— start PROVIDED ENTRIES —

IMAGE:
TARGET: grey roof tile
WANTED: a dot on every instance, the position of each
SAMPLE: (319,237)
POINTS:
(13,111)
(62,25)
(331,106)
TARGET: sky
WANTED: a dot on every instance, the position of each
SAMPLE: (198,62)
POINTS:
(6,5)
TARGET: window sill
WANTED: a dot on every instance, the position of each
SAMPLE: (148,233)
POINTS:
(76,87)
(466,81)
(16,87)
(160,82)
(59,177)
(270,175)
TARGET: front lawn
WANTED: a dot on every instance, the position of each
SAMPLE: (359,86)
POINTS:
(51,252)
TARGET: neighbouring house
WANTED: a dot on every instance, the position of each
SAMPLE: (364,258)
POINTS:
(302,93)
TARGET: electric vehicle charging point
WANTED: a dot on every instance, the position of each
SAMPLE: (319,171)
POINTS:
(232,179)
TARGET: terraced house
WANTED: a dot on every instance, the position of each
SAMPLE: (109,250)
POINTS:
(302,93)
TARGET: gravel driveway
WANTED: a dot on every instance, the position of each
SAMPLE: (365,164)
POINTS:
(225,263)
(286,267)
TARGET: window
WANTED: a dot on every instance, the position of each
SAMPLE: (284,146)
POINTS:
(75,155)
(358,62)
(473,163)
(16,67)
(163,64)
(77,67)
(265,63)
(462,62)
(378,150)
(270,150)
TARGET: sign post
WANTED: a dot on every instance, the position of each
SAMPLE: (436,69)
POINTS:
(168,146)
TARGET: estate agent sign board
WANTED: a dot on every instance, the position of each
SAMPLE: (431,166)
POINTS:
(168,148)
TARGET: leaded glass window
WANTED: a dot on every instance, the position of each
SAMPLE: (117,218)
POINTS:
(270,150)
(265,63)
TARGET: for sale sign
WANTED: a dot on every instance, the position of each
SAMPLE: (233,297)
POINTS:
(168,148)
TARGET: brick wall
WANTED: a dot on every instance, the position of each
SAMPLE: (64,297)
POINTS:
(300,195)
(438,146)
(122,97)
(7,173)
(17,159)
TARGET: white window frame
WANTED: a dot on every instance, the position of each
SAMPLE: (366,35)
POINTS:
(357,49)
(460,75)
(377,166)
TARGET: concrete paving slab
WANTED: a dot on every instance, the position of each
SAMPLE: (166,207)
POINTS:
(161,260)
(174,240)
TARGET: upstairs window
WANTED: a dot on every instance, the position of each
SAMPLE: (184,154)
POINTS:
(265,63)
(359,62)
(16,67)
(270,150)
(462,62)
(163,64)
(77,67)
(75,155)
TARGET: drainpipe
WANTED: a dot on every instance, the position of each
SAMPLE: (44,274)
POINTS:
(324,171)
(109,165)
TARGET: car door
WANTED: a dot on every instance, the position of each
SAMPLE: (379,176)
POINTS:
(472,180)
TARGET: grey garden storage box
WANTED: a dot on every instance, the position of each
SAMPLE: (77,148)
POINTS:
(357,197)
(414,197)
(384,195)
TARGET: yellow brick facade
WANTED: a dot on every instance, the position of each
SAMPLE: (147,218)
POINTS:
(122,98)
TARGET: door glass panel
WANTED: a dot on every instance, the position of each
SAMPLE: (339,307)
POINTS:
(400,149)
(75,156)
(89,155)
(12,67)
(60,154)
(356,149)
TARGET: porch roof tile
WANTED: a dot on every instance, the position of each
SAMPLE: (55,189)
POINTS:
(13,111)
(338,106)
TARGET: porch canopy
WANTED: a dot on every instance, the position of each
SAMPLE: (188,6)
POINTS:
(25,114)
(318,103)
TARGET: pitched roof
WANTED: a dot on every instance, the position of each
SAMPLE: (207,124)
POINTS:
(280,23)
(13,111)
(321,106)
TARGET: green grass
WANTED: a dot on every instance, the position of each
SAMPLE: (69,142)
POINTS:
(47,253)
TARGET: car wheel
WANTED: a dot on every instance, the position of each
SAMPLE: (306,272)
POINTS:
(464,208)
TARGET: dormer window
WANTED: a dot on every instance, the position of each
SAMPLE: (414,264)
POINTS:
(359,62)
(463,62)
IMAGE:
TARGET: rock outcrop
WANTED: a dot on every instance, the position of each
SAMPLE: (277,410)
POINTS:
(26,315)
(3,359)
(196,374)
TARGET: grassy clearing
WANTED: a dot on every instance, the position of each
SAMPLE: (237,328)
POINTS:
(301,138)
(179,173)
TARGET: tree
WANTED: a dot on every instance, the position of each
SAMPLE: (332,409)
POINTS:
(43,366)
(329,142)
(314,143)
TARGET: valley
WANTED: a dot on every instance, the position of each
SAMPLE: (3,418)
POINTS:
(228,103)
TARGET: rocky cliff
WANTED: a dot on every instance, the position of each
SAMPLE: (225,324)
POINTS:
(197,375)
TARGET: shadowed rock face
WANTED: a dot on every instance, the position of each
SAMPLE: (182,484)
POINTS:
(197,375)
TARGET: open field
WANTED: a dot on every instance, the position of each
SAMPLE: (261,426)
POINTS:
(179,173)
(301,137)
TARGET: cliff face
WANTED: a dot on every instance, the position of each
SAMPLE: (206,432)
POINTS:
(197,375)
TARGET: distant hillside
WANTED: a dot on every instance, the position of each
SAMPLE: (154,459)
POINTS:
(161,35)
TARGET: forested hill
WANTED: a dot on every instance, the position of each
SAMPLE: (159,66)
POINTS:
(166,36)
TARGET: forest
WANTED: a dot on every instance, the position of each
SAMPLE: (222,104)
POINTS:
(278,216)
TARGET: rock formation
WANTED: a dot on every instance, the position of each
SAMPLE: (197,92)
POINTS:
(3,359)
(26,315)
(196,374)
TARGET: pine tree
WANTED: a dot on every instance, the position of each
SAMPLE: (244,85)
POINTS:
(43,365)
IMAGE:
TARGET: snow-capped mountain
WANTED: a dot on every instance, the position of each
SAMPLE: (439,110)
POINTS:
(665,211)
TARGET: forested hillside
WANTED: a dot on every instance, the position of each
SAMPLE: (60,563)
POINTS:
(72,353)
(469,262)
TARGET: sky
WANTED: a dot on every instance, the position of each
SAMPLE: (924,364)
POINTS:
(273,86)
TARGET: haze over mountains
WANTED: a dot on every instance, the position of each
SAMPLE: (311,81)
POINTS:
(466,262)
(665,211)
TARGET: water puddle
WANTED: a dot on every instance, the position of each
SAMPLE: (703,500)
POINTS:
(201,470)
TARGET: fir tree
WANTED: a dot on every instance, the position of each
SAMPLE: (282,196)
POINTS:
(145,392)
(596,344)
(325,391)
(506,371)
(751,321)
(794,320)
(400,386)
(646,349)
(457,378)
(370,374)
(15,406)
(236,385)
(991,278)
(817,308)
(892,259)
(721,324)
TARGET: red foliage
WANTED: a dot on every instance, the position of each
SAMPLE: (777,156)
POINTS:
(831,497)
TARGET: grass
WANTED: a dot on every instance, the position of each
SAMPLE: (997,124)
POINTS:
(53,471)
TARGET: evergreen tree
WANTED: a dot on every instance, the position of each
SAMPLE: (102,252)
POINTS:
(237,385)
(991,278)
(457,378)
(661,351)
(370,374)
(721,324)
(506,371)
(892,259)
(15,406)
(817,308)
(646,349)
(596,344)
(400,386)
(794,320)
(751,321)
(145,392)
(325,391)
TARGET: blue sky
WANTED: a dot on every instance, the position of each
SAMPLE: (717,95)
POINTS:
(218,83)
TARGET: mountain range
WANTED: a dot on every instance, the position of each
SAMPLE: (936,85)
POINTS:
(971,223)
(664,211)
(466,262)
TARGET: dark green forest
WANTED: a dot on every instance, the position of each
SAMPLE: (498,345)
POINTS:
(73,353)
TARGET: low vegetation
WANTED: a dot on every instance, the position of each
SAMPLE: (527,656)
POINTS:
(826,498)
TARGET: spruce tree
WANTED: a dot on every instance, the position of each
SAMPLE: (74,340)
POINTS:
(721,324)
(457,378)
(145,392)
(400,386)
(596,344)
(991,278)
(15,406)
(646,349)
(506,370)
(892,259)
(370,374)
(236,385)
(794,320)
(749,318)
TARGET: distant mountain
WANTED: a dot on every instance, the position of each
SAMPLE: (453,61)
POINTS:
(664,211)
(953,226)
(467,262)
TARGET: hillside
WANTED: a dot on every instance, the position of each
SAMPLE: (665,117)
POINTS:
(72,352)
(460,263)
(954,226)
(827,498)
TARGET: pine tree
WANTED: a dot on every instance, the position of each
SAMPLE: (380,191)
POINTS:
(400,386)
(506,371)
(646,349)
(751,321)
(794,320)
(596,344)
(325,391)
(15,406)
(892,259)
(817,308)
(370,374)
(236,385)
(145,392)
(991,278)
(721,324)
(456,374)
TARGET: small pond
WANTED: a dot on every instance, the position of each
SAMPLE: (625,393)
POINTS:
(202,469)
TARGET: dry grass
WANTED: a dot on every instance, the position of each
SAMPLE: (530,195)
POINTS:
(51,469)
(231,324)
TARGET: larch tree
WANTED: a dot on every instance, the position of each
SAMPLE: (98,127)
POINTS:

— end PROVIDED ENTRIES —

AIM:
Rescale the lines that begin at the one containing "TARGET: dry grass" and stop after the final line of the records. Reproduce those lines with the requests included, multiplying every point coordinate in the answers by 1.7 and rounding to whole numbers with halves going up, and leave the sample coordinates in the requests unchanged.

ANSWER TO THIS EXERCISE:
TARGET: dry grass
WANTED: a dot on every instance, the position of each
SAMPLE: (530,195)
POINTS:
(87,797)
(393,551)
TARGET: larch tree
WANTED: a dot on every instance, the position of each
SAMPLE: (98,127)
POINTS:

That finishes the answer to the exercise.